((

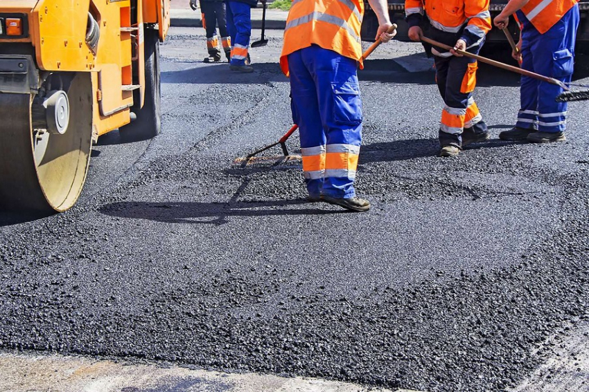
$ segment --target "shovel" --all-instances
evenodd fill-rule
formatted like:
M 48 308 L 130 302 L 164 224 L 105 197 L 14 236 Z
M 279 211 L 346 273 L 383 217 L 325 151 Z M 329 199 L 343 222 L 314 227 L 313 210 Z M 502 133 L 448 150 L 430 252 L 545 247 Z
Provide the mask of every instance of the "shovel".
M 256 41 L 253 42 L 250 46 L 252 48 L 259 48 L 260 46 L 265 46 L 268 43 L 267 39 L 264 39 L 264 30 L 266 28 L 266 2 L 264 1 L 263 3 L 264 8 L 262 10 L 262 37 L 260 37 L 259 41 Z

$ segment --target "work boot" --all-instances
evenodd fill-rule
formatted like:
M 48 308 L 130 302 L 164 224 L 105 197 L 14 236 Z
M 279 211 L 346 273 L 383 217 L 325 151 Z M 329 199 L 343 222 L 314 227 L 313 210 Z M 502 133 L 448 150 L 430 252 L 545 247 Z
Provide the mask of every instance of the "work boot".
M 237 71 L 238 72 L 243 72 L 245 73 L 249 73 L 250 72 L 254 72 L 254 67 L 252 66 L 230 65 L 229 69 L 231 71 Z
M 446 144 L 440 149 L 440 156 L 456 156 L 460 152 L 460 147 L 454 144 Z
M 567 140 L 564 132 L 534 132 L 527 136 L 528 142 L 532 143 L 551 143 Z
M 350 211 L 363 212 L 370 209 L 370 202 L 359 197 L 339 198 L 323 195 L 321 196 L 321 199 L 326 203 L 343 207 Z
M 508 140 L 509 142 L 525 140 L 527 136 L 534 132 L 536 132 L 535 129 L 528 129 L 527 128 L 513 127 L 509 131 L 500 132 L 499 138 L 502 140 Z
M 462 147 L 472 144 L 473 143 L 480 143 L 489 140 L 489 132 L 483 132 L 482 133 L 475 133 L 468 129 L 464 129 L 462 132 Z

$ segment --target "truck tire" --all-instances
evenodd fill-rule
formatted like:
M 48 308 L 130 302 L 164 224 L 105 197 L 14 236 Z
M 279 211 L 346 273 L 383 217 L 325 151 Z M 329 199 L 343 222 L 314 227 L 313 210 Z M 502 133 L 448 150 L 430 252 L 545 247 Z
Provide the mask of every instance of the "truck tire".
M 121 137 L 127 141 L 150 139 L 159 135 L 161 129 L 159 36 L 157 30 L 148 28 L 145 30 L 144 48 L 145 101 L 143 108 L 134 106 L 132 109 L 137 118 L 119 130 Z

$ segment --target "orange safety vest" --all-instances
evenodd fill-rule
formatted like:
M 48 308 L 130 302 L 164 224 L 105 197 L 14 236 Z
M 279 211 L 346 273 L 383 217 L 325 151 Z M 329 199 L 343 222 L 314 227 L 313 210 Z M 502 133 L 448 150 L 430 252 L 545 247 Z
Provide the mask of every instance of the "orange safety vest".
M 579 0 L 529 0 L 522 12 L 534 27 L 544 34 L 572 8 Z
M 491 30 L 489 0 L 406 0 L 405 12 L 425 14 L 432 26 L 447 32 L 458 32 L 465 24 L 484 36 Z
M 360 28 L 362 0 L 292 0 L 284 29 L 280 67 L 288 76 L 286 57 L 315 44 L 362 63 Z

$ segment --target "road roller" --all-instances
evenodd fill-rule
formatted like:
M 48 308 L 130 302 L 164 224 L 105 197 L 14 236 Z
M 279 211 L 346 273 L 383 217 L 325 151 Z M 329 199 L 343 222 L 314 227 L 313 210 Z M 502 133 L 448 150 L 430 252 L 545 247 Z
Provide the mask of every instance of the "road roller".
M 0 209 L 63 212 L 92 143 L 160 130 L 170 0 L 0 0 Z

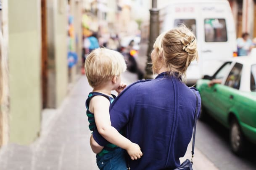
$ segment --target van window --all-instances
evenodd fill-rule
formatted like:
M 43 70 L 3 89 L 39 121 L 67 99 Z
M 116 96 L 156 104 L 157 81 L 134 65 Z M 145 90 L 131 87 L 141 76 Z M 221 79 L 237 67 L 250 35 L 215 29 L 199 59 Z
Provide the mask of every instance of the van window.
M 195 30 L 195 20 L 192 19 L 177 19 L 174 21 L 174 27 L 177 27 L 181 24 L 184 24 L 187 27 L 190 29 L 196 36 Z
M 227 41 L 224 19 L 205 19 L 204 32 L 206 42 L 225 42 Z

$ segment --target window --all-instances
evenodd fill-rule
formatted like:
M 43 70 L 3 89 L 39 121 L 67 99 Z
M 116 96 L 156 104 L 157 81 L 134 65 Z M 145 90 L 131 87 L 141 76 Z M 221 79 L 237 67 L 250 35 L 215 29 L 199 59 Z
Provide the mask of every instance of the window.
M 231 62 L 225 63 L 214 75 L 214 78 L 222 80 L 224 76 L 226 75 L 227 72 L 229 70 L 231 65 Z
M 226 21 L 224 19 L 204 20 L 206 42 L 224 42 L 227 41 Z
M 226 82 L 225 82 L 225 85 L 236 89 L 239 89 L 240 87 L 242 68 L 242 64 L 238 63 L 235 63 L 228 75 Z
M 251 66 L 251 82 L 250 82 L 251 91 L 256 91 L 256 65 Z
M 190 29 L 196 36 L 195 19 L 177 19 L 174 21 L 174 27 L 178 27 L 182 24 L 184 24 L 187 27 Z

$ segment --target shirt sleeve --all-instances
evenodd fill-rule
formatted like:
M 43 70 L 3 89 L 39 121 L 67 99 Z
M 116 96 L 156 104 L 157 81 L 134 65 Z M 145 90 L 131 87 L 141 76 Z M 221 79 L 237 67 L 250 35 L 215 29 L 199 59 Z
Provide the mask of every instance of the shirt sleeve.
M 125 126 L 133 113 L 139 84 L 128 87 L 117 96 L 110 107 L 111 125 L 119 131 Z
M 116 98 L 110 106 L 111 125 L 118 131 L 127 124 L 133 113 L 138 85 L 137 84 L 133 84 L 127 88 Z M 98 131 L 94 131 L 92 135 L 94 140 L 100 145 L 105 146 L 108 144 L 108 141 Z
M 200 95 L 200 93 L 198 90 L 195 88 L 190 88 L 190 89 L 192 90 L 195 93 L 195 95 L 197 96 L 197 99 L 198 100 L 198 105 L 197 105 L 197 118 L 198 118 L 200 115 L 200 110 L 201 110 L 201 96 Z

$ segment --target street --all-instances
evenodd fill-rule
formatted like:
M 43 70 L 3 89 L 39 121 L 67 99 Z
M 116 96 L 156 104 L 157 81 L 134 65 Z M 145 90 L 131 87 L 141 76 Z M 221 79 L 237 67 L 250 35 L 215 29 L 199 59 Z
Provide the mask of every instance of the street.
M 137 80 L 135 74 L 124 72 L 127 84 Z M 42 132 L 30 146 L 10 144 L 0 150 L 0 169 L 96 170 L 91 150 L 91 134 L 84 103 L 91 90 L 85 77 L 80 77 L 60 108 L 42 113 Z M 215 121 L 198 121 L 193 167 L 195 170 L 254 170 L 255 158 L 239 157 L 229 149 L 227 131 Z M 185 157 L 191 158 L 191 144 Z M 255 153 L 255 152 L 254 152 Z

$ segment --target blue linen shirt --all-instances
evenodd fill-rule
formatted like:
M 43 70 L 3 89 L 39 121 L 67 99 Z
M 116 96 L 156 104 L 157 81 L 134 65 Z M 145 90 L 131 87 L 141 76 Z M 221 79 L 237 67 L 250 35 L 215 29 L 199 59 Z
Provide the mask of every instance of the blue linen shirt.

))

Copy out again, word for word, the rows from the line with "linen shirt --all-instances" through the last line of the rows above, including both of those lines.

$ segment --target blue linen shirt --all-instances
evenodd fill-rule
formatted like:
M 43 70 L 3 89 L 39 121 L 67 99 Z
M 116 96 L 156 104 L 157 81 L 134 65 Z M 145 90 L 131 87 L 141 76 Z M 221 79 L 237 67 L 250 35 L 215 29 L 199 59 Z
Provide the mask of every instance of the blue linen shirt.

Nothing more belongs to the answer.